*TEXT SEGMENT:*

● ● ●

TAJIKISTAN: Russia retains strong position in Tajikistan
Vladimir Beron «View Bio
June 10, 2004
The June 4 Sochi Summit between Russian President Vladimir Putin and his Tajik counterpart, Imomali Rakhmonov, produced a breakthrough in several key areas of the two countries" relations, bound to have important ramifications for the region. The issues at stake include the future of Russia"s 201st Motorized Infantry Division in Tajikistan, the timetable for withdrawing Russian troops from the Tajik-Afghan border, ownership of the Nurek space-surveillance center and the Tajik debt to Russia of some $299 million.
The breakthrough comes after an extended period of difficult negotiations between the two countries. As late as March, the Tajik side appeared set in its demands for Russia to write off the entire debt and pay an additional $50 million for Nurek. In addition, the Tajik president was hoping to be granted powers to assume the command of Russia"s 201st Motorized Infantry Division in the event of what he may perceive as an emergency. For its part, Moscow made no secret of its displeasure with the Tajik demands, which the Russian side saw as flatly unacceptable. Senior Russian officials made well publicized predictions of dire consequences for Tajikistan"s security in light of the fast approaching deadline of May 2005 for the turnover of border control from Russian to Tajik troops.
Meanwhile, the international community also grew increasingly unhappy with the prospect of Tajikistan left alone to guard its porous borders with Afghanistan, especially given a marked increase in the production of heroin in that country. Ongoing fighting between US-led coalition forces and remnants of the Taliban and Al Qaeda militants in Afghanistan are also a source of concern for possible incursions into Tajikistan by terrorist gangs. At a May 28 press conference in Dushanbe, the executive director of the UN Office on Drugs and Crime, Antonio Maria Costa, warned that the withdrawal of the Russian border guards from Tajikistan will lead to "definite problems."
As far as Russia is concerned, Moscow has long sought to secure a long-term military presence in Tajikistan as part of a broader security concept with regard to Russia"s so-called outer rim in Central Asia. The Russian government is worried that if left on its own, Tajikistan may slip again into the chaos of the mid-1990s that resulted in a bloody five-year civil war between the secular regime and Islamic militants. An increase in volatility in Tajikistan is likely to undermine the stability of neighboring former Soviet states, such as Kyrgyzstan and Uzbekistan, with detrimental ramifications for the security situation on Russia"s southern flank, which is complicated by the Chechen war. In this context, the Nurek space-surveillance station is of key importance to Russia, as it is capable of facilitating the monitoring of objects at altitudes of up to 40,000 kilometers.

● ● ●

*ENTRIES:*

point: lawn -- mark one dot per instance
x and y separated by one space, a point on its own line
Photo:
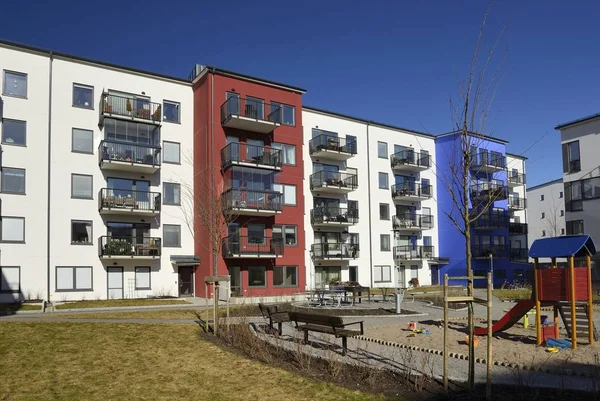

● ● ●

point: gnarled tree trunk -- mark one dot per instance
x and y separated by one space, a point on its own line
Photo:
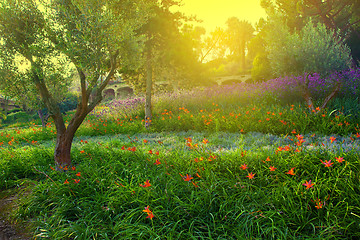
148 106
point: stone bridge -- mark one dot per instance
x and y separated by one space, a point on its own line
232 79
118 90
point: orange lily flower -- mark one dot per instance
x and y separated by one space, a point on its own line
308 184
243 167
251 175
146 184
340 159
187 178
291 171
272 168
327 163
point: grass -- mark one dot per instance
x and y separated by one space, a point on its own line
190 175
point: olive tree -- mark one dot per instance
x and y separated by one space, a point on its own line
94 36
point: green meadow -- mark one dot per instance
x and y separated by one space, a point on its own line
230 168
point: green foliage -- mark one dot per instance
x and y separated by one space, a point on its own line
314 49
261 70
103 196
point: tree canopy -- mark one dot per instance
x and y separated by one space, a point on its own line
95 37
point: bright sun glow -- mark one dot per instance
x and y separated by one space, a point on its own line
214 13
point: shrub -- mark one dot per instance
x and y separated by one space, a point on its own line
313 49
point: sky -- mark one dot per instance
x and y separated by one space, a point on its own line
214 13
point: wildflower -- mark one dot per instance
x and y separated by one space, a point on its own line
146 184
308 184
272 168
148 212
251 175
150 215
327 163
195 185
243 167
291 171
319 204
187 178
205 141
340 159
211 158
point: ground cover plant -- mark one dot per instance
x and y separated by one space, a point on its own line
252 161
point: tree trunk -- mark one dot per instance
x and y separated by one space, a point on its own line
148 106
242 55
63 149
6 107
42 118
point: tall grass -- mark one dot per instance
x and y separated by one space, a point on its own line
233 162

● ● ●

*TASK INSTRUCTIONS:*
1. Sum up the article on Russia and Tajikistan in two sentences.
2. In the article on Russia and Tajikistan, what was the deadline for turning border control over from Russian to Tajik troops?
3. Please carry the article on Russia and Tajikistan forward from its last paragraph.
The data above comes from a separate source.

*ANSWERS BY TASK:*
1. The June 4 Sochi Summit between Vladimir Putin and Imomali Rakhmonov produced a breakthrough on Russia's 201st Motorized Infantry Division, the withdrawal of Russian troops from the Tajik-Afghan border, ownership of the Nurek space-surveillance center, and Tajikistan's debt of about $299 million, following difficult negotiations. Both the international community and Moscow worried about Tajikistan guarding its Afghan border alone, and Russia sought a long-term military presence there to keep the region stable and to keep the Nurek station, which can monitor objects at altitudes of up to 40,000 kilometers.

2. May 2005.

3.
In addition, Moscow is likely seeking to prevent the establishment of a strong Western foothold in its underbelly. As the Sochi Summit was taking place, a US-EU delegation tasked with evaluating the situation on the Tajik-Afghan border, and led by John Fox, the director of the US State Department"s Office of Caucasus and Central Asian Affairs, was visiting the country. On June 7, the American ambassador in Dushanbe rejected media reports alleging that the US had offered Tajikistan some $12 million to hasten the withdrawal of Russian troops from the Tajik-Afghan border. The next day, John Fox stressed that the US is willing to provide strictly technical support, and is not seeking to meddle in Tajik-Russian relations with respect to the Tajik-Afghan border.
In retrospect, preliminary indications suggest that Tajikistan has agreed to cede Nurek in exchange for Russia writing off some $250 million. The remainder of the debt is to be swapped for equity in the Sangtuda hydroelectric station project, which will be managed under the supervision of Russia"s Unified Energy Systems electricity monopoly. Russia will also get a permanent military base in Tajikistan, and the withdrawal of the Russian troops stationed on the Tajik-Afghan border will not take place until 2006 at the earliest.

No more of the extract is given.